>> begin Extracted text

I’m an early riser. Which makes me productive and smug, until about 6 pm, when I start to get sleepy, and the rest of the world catches up with and surpasses me. I start my day with coffee, newspapers, and a dog hike. Living in the suburbs of Vancouver on the edge of rainforest, there are lots of trails, and Charlotte (Bronte,) the dog, loves a good hike.
For me, the key to writing is discipline. It need to start at my desk every morning, in my little home office, and not succumb to distraction. Not succumb to the call of the garden, which needs raking, or the cleaning and laundry, which are unending. Or guilt-ridden self-talk such as, A Good Mother would be baking muffins for her children right now: Why can’t you multi-task by writing to the warm smell of muffins rising in the oven?
I break my writing into short assignments to make the project I’m working on less overwhelming. I’ve been a student of The Writer’s Studio at Simon Fraser University this year under Joanne Arnott, and she and my classmates have broken me of my old safe ways, pushing me to be more experimental. My poetry is now quite often devoid of punctuation, written entirely in lower case, in free verse, and even, to my horror, includes some memoir.
Today, however, I am working on my first novel, which requires an entirely different methodology. I’ve always been very linear in my writing, relying on detailed outlines. Now I find I’m layering, for want of a better word. I go back over sections and add more plot and metaphors, and clues, and bits and pieces, until my brilliant magnum opus risks becoming a hash of confusion.
I have always found writing lonely, but now I am part of several writing groups that meet regularly, and I enjoy the kinship and sense of belonging. I attend TWS readings and student-led workshops. Through TWS and also NaNoWriMo, I have also discovered a twitterverse of fellow writers for support, and I cherish this community. One writer following me on Instagram is a physicist at Los Alamos, and likes the working title of my novel, Proton. I fear he will be disappointed when he finds out it’s mostly about money laundering.
After two or three hours of writing, I find the distractions harder to ignore. No, I tell myself, you’ve already tweeted something today; no, you don’t need to check to see if anyone has appreciated your breathtaking Instagram brilliance; omg I should never post photos of myself. The lure of social media is best resisted by leaving the phone in the car in the garage.
I try not to check email while I write. Like this Food & Wine email just in that lists the Coziest New York Hotels to Visit in the Winter. I have no plans to visit New York any time soon. Huh. It seems the NoMad Hotel has a lounge known as The Library. Now that’s something every writer should probably know.

>> end Extracted text
>> begin Excerpted records

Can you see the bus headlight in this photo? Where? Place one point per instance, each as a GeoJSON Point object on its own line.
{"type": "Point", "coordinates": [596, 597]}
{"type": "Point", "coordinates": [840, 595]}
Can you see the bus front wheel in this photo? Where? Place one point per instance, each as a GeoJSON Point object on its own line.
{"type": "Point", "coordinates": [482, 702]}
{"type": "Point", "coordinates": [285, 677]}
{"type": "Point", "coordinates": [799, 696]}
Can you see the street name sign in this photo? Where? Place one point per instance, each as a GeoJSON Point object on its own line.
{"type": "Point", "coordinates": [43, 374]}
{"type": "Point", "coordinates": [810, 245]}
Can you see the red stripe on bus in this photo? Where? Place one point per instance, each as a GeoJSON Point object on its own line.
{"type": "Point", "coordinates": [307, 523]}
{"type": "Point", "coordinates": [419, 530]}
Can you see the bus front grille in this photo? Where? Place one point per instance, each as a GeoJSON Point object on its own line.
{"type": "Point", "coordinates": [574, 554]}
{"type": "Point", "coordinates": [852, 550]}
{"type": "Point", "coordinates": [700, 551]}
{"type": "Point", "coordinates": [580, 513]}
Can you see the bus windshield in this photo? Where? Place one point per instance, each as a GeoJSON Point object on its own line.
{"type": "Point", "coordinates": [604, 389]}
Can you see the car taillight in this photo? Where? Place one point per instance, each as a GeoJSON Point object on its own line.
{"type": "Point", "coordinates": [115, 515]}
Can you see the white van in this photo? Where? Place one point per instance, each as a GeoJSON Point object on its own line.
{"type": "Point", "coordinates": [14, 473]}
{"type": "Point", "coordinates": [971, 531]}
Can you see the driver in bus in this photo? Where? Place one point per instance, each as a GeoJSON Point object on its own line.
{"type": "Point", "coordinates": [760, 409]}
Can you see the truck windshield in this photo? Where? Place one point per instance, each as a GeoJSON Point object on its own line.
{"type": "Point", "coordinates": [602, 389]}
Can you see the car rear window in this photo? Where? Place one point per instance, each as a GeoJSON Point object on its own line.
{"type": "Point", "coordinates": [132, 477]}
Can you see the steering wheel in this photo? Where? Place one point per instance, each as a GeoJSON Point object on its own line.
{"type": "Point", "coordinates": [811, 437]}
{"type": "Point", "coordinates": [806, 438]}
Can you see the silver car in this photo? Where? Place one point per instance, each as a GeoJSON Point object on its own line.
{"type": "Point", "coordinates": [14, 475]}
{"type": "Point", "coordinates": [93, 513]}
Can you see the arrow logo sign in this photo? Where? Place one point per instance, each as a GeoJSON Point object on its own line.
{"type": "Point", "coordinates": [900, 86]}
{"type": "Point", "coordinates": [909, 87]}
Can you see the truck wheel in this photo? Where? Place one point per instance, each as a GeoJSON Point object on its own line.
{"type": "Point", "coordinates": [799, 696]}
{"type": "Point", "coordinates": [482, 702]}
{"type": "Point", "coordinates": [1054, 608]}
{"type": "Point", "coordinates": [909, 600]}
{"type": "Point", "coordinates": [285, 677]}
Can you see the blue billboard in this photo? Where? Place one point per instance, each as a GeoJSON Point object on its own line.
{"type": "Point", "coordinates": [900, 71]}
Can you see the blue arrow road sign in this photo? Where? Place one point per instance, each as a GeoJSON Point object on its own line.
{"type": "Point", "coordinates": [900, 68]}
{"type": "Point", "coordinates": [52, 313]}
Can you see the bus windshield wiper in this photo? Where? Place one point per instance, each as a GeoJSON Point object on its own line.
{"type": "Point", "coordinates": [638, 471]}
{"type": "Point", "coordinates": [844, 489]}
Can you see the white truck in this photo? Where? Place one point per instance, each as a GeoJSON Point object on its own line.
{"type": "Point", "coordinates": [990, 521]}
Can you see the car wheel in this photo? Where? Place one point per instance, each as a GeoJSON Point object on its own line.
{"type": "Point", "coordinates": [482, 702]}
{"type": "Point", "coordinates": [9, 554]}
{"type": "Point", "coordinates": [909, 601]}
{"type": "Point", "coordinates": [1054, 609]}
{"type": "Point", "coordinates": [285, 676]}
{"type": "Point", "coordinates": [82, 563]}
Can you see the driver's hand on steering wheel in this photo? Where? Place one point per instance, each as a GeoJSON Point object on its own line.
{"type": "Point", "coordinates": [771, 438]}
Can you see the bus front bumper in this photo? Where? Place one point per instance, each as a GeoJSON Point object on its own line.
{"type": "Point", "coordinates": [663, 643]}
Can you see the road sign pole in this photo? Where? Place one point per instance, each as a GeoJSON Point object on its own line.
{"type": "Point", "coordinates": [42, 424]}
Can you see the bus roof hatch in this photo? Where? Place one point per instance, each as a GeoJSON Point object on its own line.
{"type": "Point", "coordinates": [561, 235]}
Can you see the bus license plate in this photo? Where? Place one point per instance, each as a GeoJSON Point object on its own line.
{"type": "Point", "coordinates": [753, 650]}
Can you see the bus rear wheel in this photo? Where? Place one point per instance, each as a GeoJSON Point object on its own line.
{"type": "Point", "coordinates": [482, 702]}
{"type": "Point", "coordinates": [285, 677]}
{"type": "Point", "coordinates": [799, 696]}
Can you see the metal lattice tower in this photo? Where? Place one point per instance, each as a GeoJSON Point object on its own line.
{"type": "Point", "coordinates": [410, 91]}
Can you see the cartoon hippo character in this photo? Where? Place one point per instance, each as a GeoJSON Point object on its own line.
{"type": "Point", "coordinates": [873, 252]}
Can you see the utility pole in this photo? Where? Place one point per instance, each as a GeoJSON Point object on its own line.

>> end Excerpted records

**Given request:**
Reproduce word for word the passage of the essay on the writing routine, starting with "I have always" and going on through "about money laundering.".

**Solution to this exercise:**
I have always found writing lonely, but now I am part of several writing groups that meet regularly, and I enjoy the kinship and sense of belonging. I attend TWS readings and student-led workshops. Through TWS and also NaNoWriMo, I have also discovered a twitterverse of fellow writers for support, and I cherish this community. One writer following me on Instagram is a physicist at Los Alamos, and likes the working title of my novel, Proton. I fear he will be disappointed when he finds out it’s mostly about money laundering.